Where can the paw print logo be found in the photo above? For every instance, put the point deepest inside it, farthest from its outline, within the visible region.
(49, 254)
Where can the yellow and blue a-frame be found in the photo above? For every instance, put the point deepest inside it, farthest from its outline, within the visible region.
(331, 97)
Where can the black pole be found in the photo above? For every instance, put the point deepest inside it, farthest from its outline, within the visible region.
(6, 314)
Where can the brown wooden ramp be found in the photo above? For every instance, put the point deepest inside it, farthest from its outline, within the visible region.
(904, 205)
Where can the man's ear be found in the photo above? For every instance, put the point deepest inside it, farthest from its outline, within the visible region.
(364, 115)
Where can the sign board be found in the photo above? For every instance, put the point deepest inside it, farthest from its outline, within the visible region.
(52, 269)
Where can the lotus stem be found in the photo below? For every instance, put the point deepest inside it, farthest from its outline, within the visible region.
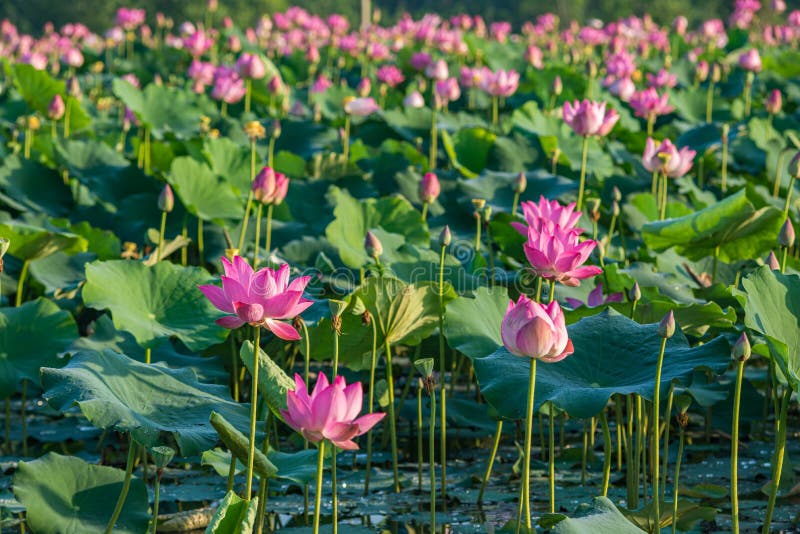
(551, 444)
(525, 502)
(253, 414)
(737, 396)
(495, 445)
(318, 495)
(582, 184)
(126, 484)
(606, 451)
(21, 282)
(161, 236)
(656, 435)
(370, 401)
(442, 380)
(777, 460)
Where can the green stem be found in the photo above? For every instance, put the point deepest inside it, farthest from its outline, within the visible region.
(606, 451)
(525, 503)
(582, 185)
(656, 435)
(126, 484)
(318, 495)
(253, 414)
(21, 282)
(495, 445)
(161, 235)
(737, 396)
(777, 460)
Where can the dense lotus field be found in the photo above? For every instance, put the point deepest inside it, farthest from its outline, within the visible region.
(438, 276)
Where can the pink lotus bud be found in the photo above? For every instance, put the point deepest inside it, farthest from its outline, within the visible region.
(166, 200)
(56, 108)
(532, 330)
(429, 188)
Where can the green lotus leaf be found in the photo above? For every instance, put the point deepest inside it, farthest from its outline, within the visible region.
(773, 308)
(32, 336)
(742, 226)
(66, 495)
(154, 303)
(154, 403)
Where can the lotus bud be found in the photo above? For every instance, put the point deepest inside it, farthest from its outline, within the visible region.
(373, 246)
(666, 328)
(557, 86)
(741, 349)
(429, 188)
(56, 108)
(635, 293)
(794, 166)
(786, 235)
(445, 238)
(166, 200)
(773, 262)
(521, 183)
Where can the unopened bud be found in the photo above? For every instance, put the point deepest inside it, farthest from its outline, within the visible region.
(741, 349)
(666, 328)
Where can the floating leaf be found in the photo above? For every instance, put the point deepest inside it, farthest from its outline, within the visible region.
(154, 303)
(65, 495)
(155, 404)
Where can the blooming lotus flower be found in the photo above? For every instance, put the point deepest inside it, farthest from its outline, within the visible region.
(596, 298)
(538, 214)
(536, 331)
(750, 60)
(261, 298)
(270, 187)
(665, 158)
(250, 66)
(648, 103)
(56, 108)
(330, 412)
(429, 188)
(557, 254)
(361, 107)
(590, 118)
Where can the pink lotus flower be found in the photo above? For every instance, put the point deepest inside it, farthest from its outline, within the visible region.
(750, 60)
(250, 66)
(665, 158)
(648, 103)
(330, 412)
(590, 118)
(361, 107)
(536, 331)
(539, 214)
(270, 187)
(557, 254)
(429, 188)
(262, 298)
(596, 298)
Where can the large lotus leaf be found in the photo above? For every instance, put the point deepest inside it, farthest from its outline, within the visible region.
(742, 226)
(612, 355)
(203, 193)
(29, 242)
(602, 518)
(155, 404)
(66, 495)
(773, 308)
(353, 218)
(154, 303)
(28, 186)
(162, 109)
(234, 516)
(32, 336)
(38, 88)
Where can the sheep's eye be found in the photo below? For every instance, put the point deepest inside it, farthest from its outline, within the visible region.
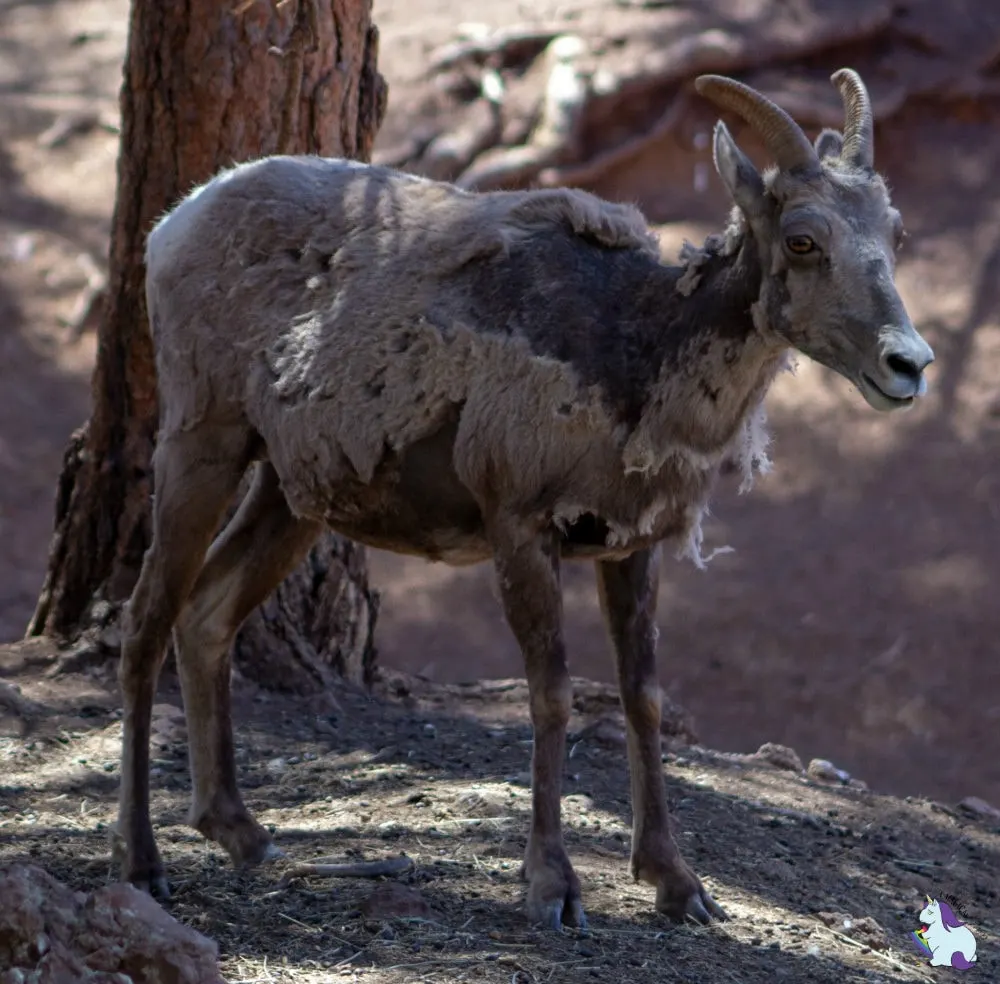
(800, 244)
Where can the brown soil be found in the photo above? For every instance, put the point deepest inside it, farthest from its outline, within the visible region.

++++++++

Set task — Scale the coordinate points in the answers by 2.35, rounding each result to a whole number with halves going up. Begin at the line that has "Where can the pink lotus flower", stop after the last line of the material, and copy every line in between, requests included, leaving out the pictures and leaving the requests' wording unchanged.

Solution below —
Where can the pink lotus flower be found in the photo above? For every instance, put the point deepest inside it, farthest from its outline, within the visible region.
(1763, 141)
(588, 155)
(1563, 371)
(1523, 242)
(776, 968)
(1387, 277)
(848, 251)
(1260, 778)
(1267, 503)
(635, 439)
(1309, 597)
(1008, 442)
(616, 700)
(1401, 700)
Where can the large lotus leaf be found in the photo above? For every instance, put the point deepest inside it, farthest from its outline, within the visible region.
(1744, 531)
(1438, 834)
(477, 454)
(68, 569)
(1415, 1217)
(364, 949)
(155, 1163)
(1817, 724)
(830, 512)
(362, 712)
(66, 437)
(381, 256)
(550, 1213)
(75, 790)
(89, 207)
Where can the sheep's eye be found in the photo below? For every instance, put the point deepest inside it, farthest from its outline, within the visible region.
(1880, 573)
Where can the brown soil be found in the photo above? For every instance, put the point deepest inside it, farthest from its outline, within the visible region.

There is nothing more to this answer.